### Text extract
┌────────

# In Contrast: 2007 Audi Q7 vs. 2007 Volvo XC90



## [email protected] (Apr 9, 2004)

Back in 2003 when the Volvo XC90 hit the American market, it was described as late to the SUV party by the automotive press. However, the party kept raging and the Swedish SUV has since become not only one of Volvo’s best selling offerings, but has also nabbed the bragging right of best-selling European SUV in North America – no doubt helped by its 3-row seat versatility that only minivan owners can claim superiority to. That same versatility and sales success must have weighed on Audi as they developed their later-to-the-party Q7 for public sale. With the Q7 now putting a few months of sales under its belt and a refreshening of the Volvo recently available on the market, it seemed natural to put the two stylish family trucksters up for a quick comparison.
* Full Story *


----------



## ProjectA3 (Aug 12, 2005)

*Re: In Contrast: 2007 Audi Q7 vs. 2007 Volvo XC90 ([email protected])*

great simple article George. http://****************.com/smile/emthup.gif 
another bonus for the Audi is that it is selling very well while Volvo's numbers are very low as of late.


----------



## Travis Grundke (May 26, 1999)

*Re: In Contrast: 2007 Audi Q7 vs. 2007 Volvo XC90 ([email protected])*

I'll second those comments on Q7 sales. The December 06 numbers for Audi are out this morning and Audi did very well indeed with the Q7.

└────────

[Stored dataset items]
┌────────

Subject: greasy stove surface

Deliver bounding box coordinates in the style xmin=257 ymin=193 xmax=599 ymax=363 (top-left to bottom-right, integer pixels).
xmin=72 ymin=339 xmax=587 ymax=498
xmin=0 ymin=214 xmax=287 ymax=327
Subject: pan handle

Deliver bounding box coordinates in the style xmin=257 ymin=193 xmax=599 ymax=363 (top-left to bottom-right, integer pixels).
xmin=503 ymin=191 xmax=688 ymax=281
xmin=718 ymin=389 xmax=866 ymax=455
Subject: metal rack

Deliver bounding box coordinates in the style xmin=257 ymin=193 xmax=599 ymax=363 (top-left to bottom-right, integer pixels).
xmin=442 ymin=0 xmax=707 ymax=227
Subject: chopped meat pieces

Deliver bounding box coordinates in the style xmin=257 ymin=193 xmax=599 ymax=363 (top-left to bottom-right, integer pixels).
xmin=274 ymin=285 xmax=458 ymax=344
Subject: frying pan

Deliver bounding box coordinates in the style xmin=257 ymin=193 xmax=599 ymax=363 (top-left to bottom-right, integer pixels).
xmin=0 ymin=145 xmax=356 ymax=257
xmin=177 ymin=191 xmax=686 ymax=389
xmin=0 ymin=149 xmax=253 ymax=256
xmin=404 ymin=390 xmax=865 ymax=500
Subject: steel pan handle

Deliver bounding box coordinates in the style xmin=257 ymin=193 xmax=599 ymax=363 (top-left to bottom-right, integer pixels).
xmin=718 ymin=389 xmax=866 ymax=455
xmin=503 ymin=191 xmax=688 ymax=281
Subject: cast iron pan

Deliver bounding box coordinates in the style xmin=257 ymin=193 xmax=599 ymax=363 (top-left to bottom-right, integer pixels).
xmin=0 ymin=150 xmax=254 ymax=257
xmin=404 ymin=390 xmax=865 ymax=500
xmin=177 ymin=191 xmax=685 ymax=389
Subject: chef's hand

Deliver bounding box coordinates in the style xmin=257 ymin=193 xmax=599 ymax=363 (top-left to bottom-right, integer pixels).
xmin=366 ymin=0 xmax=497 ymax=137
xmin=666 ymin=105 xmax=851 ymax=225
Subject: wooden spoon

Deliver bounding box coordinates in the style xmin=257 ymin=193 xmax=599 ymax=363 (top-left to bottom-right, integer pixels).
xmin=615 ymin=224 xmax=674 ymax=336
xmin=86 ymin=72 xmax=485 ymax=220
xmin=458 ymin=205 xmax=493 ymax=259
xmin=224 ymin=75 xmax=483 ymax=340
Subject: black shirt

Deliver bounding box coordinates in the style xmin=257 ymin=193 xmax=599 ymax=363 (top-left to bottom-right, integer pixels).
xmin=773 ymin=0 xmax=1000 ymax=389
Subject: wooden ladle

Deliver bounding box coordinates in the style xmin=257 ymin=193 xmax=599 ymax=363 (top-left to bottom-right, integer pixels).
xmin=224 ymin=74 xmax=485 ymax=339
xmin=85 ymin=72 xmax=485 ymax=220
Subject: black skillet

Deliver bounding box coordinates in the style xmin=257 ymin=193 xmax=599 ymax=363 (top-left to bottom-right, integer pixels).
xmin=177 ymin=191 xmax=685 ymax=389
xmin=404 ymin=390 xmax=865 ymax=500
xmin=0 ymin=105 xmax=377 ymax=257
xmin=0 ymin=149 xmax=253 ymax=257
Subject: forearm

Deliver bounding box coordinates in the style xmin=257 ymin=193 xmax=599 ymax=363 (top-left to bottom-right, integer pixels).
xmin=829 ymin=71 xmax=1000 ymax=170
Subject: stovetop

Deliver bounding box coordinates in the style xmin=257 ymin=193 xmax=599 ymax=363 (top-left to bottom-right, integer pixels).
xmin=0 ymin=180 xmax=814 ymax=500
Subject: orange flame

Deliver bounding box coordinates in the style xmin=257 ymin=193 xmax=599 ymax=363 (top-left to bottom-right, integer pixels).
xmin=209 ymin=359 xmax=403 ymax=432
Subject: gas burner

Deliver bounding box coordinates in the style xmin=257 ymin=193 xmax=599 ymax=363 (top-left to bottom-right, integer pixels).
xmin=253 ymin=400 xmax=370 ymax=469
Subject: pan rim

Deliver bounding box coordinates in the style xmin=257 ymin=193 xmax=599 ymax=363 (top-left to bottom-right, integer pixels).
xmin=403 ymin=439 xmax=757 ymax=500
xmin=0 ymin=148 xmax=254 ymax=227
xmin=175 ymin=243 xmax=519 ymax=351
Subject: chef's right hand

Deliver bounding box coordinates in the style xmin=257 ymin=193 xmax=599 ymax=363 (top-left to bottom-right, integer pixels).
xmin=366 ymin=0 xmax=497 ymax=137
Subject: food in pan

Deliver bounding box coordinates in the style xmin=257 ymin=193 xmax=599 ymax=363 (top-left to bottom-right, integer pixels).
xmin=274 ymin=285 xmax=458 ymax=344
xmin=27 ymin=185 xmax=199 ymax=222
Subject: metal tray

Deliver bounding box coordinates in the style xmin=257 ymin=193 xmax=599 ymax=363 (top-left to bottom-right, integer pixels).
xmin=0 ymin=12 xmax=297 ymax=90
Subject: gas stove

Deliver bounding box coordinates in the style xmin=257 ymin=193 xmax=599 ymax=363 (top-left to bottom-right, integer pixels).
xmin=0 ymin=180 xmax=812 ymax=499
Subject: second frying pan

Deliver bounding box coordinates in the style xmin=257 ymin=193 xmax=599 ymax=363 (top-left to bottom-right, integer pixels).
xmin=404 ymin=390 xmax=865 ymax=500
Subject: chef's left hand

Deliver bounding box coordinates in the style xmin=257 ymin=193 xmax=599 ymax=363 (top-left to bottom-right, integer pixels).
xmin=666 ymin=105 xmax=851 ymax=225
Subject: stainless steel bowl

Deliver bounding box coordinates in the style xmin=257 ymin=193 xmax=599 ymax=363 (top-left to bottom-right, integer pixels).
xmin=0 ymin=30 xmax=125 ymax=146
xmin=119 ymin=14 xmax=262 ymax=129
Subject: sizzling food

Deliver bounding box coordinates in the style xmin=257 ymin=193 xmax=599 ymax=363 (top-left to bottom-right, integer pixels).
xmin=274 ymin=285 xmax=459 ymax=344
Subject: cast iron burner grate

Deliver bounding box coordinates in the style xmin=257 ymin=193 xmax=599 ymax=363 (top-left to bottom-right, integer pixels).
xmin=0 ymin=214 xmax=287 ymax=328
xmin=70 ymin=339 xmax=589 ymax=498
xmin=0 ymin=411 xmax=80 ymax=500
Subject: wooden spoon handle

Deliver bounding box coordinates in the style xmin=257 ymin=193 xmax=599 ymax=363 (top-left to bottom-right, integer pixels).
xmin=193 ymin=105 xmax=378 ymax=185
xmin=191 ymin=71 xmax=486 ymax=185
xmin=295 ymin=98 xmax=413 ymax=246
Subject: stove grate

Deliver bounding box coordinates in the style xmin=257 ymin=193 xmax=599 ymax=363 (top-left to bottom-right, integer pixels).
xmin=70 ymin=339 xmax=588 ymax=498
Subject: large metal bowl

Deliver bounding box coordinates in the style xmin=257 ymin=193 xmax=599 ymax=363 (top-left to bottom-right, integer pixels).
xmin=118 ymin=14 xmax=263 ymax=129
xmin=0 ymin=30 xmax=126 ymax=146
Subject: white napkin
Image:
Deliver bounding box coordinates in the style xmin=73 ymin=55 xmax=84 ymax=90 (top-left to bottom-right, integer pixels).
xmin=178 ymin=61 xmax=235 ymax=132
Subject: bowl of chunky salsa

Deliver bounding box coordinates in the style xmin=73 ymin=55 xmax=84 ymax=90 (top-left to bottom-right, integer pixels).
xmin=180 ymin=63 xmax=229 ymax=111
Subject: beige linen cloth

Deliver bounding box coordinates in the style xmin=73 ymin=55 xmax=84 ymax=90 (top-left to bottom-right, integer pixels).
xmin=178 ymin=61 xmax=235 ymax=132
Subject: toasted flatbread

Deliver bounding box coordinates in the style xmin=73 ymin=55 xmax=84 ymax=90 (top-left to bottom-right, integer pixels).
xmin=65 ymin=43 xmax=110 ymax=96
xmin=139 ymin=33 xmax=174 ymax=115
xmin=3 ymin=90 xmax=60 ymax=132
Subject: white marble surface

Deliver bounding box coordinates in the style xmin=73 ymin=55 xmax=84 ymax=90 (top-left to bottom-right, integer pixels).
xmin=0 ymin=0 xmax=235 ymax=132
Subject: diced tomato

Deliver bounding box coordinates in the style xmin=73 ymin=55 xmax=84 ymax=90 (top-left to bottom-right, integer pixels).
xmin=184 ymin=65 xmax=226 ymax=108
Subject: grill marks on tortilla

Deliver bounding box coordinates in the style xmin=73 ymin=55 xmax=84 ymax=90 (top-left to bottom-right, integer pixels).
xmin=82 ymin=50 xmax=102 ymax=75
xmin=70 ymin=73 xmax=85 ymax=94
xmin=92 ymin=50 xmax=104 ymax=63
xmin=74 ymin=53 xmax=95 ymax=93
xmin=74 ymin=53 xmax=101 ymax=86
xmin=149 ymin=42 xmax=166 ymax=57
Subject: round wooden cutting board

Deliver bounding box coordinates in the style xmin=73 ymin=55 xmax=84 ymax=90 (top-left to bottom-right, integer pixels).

└────────

Continue the forum thread comparing the 2007 Audi Q7 and Volvo XC90 from the point where it stops. The entries have no connection to the forum thread on the Audi Q7 and Volvo XC90.

### Written answer
Up here in the eastern suburbs of Cleveland, Qs are starting to show up all over the place. It really is an imposing, yet elegant creature.


----------



## phaetonmeister (Jan 16, 2005)

*Re: In Contrast: 2007 Audi Q7 vs. 2007 Volvo XC90 ([email protected])*

I was a proud member of the Q7 Launch Training Team, and we had the XC90 as a comparison vehicle, and there was NO comparison between the two vehicles.........the Q7 is an outstanding first example SUV from Audi! I can't wait to drive the R8 the new TT and the A5!


----------



## mkaresh (Oct 26, 2005)

*Re: In Contrast: 2007 Audi Q7 vs. 2007 Volvo XC90 ([email protected])*

Excellent comparison of the styling, interiors, and features. But then I got to the end and discovered that there were no driving impressions!
I recently drove the XC90 in both 3.2 and V8 Sport forms. The 3.2 is a slug. I cannot believe that Ford/Volvo went through the trouble of developing a new inline six, and didn't make it large and powerful enough to be competitive.
The V8 is better, but cannot compare to that in the Q7, as it's down nearly 40 horsepower. The Volvo weighs less, but still.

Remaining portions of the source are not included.